* [Text under study]:
*** Block opens ***

# relocating to Spain



## stockyfan (Apr 7, 2018)

Hallo,
I hope you can pass on you best advise please?
I am 67yrs old, my wife is 55yrs old, and we are both retired Police officers.

In 2004 we emigrated from the UK to the Turkish Republic of North Cyprus where we now live. We do have a holiday home in Cheshire which we visit about four times a year.

The reason I am writing this post is we are thinking of relocating to Spain, I have done some research but have no Idea where to begin to look? 

Initially we would rent long term; if we settle down we may purchase a property. We made a big mistake not renting in Cyprus. 

We would ideally like a rural property as we have several cats to accommodate. I play golf (a lot) my better half rides horses. We have a budget of 800/1000 Euros a month but that amount is flexible if we see a nice property.

We have no children so education is not an issue
;
Here are some of our requirements:
A three bed property ideally with a garden would suit us, with or without a pool; we have a pool here which I maintain. The obvious necessities would be close (within an hour’s drive) of an airport.

Decent road links, mains electric and water, access to internet, fairly close within driving distance of shops/restaurants, hospital and a bank. 

We intend to fly to the UK in October then fly to Spain to look around, we could also consider coming over in May, we are back in the UK from the 21st/4th June depending on flight availability?

We do own our property here in Cyprus and have had it valued, it’s in a desirable location and very marketable. 

The language: We do not speak Spanish but we know it’s best to try or at least learn the basics, over here everyone speaks English and the Turkish language is really difficult to learn.

We have no idea of the cost of living in Spain compared to here or the UK, but once again I can research that.

*** Block closes ***

* [Exercise details]: In the relocation post, what monthly budget do the couple give for renting in Spain? The items have nothing to do with this exercise.

* [Listed records]:
*** Block opens ***

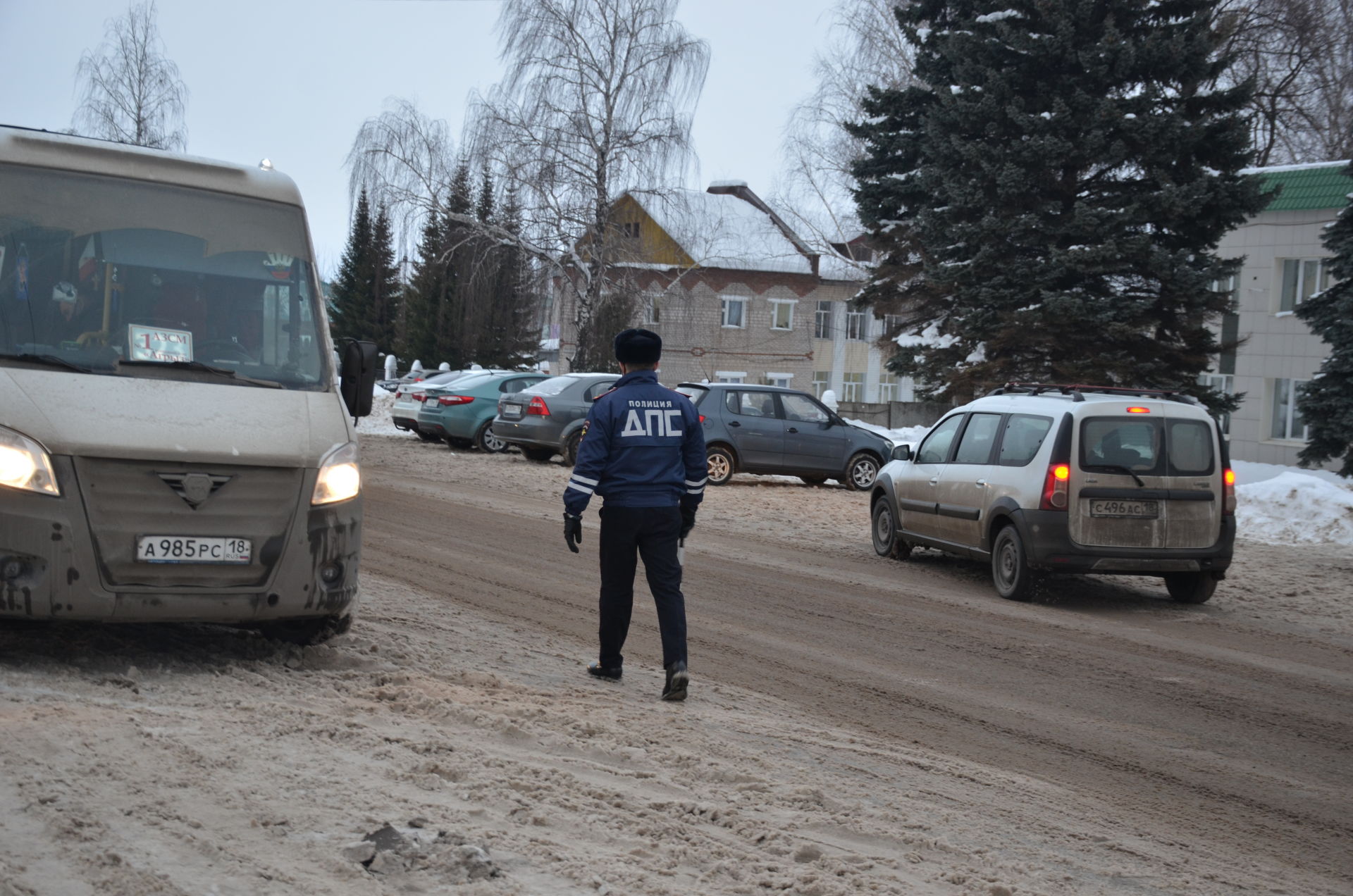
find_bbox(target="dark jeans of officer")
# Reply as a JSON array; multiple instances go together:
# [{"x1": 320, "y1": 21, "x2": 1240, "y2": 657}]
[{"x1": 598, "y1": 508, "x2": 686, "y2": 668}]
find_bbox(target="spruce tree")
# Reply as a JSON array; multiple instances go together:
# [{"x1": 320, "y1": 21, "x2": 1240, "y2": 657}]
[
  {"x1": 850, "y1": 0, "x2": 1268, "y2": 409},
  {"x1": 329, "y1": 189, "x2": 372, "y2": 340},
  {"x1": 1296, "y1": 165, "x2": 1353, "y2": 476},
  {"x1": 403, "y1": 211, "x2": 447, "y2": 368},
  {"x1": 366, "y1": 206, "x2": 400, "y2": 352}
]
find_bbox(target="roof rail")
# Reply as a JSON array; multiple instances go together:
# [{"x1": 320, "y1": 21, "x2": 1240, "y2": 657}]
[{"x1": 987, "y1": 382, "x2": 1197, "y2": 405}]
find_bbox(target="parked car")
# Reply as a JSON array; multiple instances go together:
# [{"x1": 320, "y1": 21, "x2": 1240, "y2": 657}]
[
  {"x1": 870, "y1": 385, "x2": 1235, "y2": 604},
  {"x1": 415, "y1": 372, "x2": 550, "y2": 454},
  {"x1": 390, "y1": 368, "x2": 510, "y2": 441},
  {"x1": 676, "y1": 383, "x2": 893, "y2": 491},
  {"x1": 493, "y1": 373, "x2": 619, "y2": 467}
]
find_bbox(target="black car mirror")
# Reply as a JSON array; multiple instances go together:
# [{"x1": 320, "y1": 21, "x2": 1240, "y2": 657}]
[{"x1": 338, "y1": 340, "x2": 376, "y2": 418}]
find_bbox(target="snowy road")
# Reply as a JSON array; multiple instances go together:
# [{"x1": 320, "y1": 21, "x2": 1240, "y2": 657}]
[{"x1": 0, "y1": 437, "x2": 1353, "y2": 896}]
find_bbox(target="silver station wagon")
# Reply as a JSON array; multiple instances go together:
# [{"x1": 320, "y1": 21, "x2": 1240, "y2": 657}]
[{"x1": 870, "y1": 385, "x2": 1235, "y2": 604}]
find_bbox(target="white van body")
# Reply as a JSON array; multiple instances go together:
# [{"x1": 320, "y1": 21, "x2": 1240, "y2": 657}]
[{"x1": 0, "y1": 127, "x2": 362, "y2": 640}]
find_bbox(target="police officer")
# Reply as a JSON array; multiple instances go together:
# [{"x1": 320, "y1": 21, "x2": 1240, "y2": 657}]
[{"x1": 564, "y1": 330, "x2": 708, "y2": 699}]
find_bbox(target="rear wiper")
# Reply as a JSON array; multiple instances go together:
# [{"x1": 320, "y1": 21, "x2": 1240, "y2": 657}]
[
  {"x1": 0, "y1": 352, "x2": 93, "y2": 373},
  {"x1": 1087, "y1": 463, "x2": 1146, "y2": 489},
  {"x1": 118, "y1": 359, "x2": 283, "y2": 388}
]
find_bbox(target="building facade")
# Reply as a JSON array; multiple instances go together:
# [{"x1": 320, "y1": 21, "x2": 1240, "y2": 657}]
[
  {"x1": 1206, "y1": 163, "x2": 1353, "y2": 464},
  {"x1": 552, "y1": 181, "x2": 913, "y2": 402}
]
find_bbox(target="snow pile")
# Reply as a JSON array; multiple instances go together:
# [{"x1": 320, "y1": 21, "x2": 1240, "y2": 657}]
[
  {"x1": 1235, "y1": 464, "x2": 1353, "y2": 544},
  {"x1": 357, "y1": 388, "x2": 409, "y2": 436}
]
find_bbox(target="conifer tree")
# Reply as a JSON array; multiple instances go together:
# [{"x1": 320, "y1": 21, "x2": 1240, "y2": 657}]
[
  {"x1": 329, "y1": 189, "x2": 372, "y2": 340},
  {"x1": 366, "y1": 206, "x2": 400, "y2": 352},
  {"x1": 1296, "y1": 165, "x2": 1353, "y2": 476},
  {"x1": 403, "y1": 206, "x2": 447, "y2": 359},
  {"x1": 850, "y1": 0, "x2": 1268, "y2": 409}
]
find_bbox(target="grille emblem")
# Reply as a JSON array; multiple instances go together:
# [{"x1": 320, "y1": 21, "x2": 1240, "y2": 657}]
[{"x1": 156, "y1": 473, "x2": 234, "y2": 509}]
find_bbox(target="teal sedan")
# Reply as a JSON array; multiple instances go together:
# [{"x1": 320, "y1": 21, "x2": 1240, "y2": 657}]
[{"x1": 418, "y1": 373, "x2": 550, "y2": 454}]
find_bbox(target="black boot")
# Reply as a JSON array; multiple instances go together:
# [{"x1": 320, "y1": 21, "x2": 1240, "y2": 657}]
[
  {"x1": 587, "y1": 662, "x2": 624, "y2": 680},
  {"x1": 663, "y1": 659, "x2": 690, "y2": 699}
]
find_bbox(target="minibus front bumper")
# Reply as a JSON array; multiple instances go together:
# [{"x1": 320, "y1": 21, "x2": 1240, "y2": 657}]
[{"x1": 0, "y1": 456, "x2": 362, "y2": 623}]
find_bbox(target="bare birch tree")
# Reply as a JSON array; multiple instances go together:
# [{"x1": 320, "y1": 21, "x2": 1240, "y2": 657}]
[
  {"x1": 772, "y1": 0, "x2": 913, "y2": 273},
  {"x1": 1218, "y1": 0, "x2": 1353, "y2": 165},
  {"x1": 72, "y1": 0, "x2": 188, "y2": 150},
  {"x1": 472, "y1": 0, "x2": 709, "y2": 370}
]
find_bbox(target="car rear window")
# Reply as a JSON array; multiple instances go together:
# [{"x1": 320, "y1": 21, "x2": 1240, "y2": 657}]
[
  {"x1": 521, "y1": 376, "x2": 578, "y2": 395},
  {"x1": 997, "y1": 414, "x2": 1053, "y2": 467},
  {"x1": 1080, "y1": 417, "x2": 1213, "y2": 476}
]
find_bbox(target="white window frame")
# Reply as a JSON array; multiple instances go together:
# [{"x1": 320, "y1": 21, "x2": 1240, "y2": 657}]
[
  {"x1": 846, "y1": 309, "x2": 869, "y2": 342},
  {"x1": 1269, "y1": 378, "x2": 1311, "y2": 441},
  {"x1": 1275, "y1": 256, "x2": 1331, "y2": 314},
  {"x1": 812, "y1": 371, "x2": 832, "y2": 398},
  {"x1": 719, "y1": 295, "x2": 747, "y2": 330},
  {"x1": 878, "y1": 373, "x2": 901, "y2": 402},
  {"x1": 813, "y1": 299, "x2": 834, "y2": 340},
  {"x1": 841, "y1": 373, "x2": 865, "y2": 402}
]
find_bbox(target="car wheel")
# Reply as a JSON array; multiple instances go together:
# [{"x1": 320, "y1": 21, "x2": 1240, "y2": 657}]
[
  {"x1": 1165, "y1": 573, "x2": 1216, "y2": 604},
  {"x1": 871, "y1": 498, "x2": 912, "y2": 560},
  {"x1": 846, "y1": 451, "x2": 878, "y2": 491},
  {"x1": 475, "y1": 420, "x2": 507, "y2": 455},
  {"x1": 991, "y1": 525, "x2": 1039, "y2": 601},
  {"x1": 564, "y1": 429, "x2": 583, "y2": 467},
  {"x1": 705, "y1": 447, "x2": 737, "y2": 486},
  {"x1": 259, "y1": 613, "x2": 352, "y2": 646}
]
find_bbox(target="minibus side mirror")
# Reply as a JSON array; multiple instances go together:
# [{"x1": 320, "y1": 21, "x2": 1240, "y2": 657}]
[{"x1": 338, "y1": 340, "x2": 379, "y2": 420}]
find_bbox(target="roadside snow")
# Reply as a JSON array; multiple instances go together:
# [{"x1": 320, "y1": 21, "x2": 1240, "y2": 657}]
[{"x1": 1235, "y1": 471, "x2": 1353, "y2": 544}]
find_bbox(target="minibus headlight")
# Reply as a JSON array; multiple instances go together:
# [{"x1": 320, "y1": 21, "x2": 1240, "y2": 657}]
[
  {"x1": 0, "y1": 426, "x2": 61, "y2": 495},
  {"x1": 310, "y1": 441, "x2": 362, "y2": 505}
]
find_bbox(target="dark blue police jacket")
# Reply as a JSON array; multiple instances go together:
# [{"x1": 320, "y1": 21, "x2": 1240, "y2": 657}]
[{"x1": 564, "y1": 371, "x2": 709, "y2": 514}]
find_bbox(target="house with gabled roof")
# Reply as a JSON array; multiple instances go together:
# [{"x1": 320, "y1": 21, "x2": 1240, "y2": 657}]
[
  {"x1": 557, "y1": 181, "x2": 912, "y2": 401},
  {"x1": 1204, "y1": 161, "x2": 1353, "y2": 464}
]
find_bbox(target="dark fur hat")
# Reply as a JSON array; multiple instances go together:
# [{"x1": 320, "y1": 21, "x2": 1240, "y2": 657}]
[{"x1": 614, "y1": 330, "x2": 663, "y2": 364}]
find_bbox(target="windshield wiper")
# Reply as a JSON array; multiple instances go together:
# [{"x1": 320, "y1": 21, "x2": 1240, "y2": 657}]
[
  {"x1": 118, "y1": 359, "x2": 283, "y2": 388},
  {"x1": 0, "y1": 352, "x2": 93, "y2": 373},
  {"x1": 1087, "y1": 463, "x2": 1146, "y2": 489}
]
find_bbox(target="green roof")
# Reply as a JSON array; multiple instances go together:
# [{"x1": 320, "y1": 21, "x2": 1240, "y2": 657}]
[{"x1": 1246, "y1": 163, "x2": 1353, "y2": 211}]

*** Block closes ***
*** Block opens ***

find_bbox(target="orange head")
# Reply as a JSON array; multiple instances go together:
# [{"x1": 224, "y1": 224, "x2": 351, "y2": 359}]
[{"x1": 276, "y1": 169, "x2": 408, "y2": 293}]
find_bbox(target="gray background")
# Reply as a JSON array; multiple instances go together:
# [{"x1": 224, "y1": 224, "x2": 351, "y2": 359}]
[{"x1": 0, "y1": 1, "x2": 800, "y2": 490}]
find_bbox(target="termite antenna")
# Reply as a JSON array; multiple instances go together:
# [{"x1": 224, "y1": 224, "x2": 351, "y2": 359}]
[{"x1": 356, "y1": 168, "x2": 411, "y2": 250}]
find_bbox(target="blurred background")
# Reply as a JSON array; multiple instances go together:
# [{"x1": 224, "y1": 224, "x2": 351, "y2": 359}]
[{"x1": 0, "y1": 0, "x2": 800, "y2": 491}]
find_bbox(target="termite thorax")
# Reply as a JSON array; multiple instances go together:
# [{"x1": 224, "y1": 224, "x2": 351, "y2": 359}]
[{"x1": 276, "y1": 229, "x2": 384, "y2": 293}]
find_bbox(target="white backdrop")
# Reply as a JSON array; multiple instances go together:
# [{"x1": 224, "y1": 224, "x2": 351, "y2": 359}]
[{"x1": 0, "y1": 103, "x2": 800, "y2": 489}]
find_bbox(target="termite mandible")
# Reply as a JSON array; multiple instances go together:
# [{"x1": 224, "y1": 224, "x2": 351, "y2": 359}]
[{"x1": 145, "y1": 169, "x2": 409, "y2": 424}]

*** Block closes ***
*** Block opens ***

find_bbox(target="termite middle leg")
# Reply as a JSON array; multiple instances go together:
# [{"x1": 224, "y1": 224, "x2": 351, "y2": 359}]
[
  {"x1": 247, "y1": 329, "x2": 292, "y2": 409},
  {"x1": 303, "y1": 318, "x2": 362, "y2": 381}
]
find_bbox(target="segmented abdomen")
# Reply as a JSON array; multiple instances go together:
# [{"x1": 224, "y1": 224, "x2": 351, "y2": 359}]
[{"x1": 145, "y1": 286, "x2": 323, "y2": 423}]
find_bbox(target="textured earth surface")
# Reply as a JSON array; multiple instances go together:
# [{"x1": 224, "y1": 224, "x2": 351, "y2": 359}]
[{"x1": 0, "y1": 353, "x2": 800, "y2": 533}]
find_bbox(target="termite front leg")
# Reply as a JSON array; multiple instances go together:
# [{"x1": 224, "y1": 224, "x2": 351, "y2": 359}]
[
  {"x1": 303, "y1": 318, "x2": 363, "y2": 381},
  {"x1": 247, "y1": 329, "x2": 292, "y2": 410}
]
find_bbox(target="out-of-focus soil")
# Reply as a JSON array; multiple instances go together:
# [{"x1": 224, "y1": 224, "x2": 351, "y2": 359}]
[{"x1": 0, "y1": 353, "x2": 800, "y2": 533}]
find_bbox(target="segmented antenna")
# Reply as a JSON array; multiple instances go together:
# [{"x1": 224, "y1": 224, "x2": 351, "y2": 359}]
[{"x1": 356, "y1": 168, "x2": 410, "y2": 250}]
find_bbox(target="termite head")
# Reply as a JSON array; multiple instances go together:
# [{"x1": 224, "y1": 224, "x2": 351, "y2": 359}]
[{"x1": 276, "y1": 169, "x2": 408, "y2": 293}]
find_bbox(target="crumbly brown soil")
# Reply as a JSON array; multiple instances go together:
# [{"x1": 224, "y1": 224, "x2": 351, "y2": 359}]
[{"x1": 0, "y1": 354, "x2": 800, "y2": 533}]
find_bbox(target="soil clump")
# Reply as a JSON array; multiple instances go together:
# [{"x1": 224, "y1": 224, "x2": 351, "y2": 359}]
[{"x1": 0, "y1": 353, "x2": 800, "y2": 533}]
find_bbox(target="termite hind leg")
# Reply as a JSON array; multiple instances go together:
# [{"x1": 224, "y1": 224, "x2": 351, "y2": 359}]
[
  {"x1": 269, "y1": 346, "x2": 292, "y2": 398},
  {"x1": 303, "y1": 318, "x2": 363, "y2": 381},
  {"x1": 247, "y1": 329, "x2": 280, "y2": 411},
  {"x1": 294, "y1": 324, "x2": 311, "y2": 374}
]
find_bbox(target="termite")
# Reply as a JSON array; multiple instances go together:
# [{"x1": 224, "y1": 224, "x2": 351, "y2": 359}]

*** Block closes ***

* [Problem solution]: 800 to 1,000 euros a month, flexible for a nice property.